Stored dataset items:
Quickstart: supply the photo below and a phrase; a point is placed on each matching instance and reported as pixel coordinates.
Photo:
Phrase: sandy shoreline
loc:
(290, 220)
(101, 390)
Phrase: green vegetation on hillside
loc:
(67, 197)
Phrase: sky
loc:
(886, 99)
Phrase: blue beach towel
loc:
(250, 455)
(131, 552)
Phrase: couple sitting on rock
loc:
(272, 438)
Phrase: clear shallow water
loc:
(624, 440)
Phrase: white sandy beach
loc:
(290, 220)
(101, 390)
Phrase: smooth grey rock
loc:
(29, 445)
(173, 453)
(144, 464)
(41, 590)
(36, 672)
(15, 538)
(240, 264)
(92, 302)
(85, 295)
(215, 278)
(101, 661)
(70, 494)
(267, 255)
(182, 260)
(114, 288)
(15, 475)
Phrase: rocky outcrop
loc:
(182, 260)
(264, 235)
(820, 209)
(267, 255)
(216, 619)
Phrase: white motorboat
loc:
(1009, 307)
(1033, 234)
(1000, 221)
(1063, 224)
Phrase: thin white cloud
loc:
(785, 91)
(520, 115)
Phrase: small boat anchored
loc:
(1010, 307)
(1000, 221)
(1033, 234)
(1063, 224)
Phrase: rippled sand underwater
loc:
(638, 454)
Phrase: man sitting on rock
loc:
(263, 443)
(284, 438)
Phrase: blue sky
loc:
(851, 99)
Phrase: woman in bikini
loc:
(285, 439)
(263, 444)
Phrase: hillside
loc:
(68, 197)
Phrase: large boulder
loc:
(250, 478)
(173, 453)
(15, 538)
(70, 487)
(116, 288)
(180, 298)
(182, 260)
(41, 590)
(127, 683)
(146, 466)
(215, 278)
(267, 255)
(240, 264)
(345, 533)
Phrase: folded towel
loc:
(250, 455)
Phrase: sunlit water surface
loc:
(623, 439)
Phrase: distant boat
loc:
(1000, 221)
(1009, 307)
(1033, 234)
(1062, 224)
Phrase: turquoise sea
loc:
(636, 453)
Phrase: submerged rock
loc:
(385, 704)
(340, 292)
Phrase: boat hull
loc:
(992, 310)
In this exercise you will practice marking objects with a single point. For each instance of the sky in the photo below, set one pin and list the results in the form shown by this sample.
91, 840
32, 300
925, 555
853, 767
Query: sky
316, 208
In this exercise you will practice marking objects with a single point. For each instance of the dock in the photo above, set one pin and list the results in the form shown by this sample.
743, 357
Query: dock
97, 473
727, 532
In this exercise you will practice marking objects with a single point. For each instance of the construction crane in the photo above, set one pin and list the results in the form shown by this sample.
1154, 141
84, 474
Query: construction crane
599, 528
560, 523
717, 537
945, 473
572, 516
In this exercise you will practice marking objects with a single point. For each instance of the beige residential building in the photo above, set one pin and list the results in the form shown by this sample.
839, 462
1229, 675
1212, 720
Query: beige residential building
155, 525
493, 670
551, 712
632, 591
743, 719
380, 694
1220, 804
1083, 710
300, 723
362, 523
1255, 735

■ EXERCISE ■
Please set down each line of the records exactly as given.

■ EXPECTED ANSWER ■
Quickstart: supply the photo below and a phrase; a point is placed on each matching instance and reported as pixel coordinates.
Photo:
Phrase: sandy shoreline
loc:
(290, 220)
(101, 390)
Phrase: green vegetation on hillside
loc:
(67, 197)
Phrase: sky
loc:
(886, 99)
Phrase: blue beach towel
loc:
(250, 455)
(131, 552)
Phrase: couple sitting on rock
loc:
(272, 438)
Phrase: clear shallow water
loc:
(624, 440)
Phrase: white sandy beach
loc:
(290, 220)
(101, 390)
Phrase: smooth grey rock
loc:
(29, 445)
(173, 453)
(144, 464)
(41, 590)
(36, 672)
(15, 538)
(240, 264)
(92, 302)
(85, 295)
(215, 278)
(101, 661)
(70, 494)
(267, 255)
(182, 260)
(114, 288)
(15, 475)
Phrase: rocky outcrop
loc:
(182, 260)
(264, 235)
(820, 209)
(267, 255)
(216, 619)
Phrase: white motorboat
loc:
(1009, 307)
(1033, 234)
(1000, 221)
(1063, 224)
Phrase: thin white cloud
loc:
(785, 91)
(520, 115)
Phrase: small boat anchored
loc:
(1010, 307)
(1000, 221)
(1033, 234)
(1063, 224)
Phrase: rippled sand underwater
loc:
(638, 454)
Phrase: man sitting on rock
loc:
(263, 443)
(284, 438)
Phrase: blue sky
loc:
(851, 99)
Phrase: woman in bikini
loc:
(285, 439)
(263, 444)
Phrase: hillside
loc:
(68, 197)
Phrase: large boulder
loc:
(250, 478)
(173, 453)
(15, 538)
(70, 487)
(116, 288)
(180, 298)
(182, 260)
(41, 590)
(127, 683)
(146, 466)
(215, 278)
(267, 255)
(240, 264)
(345, 533)
Phrase: folded towel
loc:
(250, 455)
Phrase: sunlit water surface
loc:
(623, 439)
Phrase: distant boat
loc:
(1000, 221)
(1009, 307)
(1033, 234)
(1062, 224)
Phrase: turquoise sea
loc:
(636, 453)
Phrase: submerged rock
loc:
(385, 704)
(340, 292)
Phrase: boat hull
loc:
(992, 310)
In this exercise you will practice marking objects with a single point. For each instance of the sky in the photo below, set one pin and list the results in the form shown by this sample.
91, 840
32, 300
925, 555
853, 767
Query: sky
316, 208
In this exercise you will practice marking objects with a single point. For each instance of the dock in the photo above, set one pin and list the results in the form shown by this sample.
743, 357
Query: dock
97, 473
727, 532
In this exercise you will practice marking objects with a single point. For each instance of the construction crane in the photo above, set one pin and list the results in the form shown by this sample.
1154, 141
84, 474
Query: construction crane
599, 528
560, 523
717, 537
945, 473
572, 516
In this exercise you will practice marking objects with a single point. For each instance of the beige residential building in the photo above, set one pin and list the results in the form shown by this sample.
839, 462
1229, 675
1212, 720
Query: beige residential building
155, 525
493, 670
551, 712
632, 591
743, 719
380, 694
1220, 804
1083, 710
300, 723
362, 523
1255, 735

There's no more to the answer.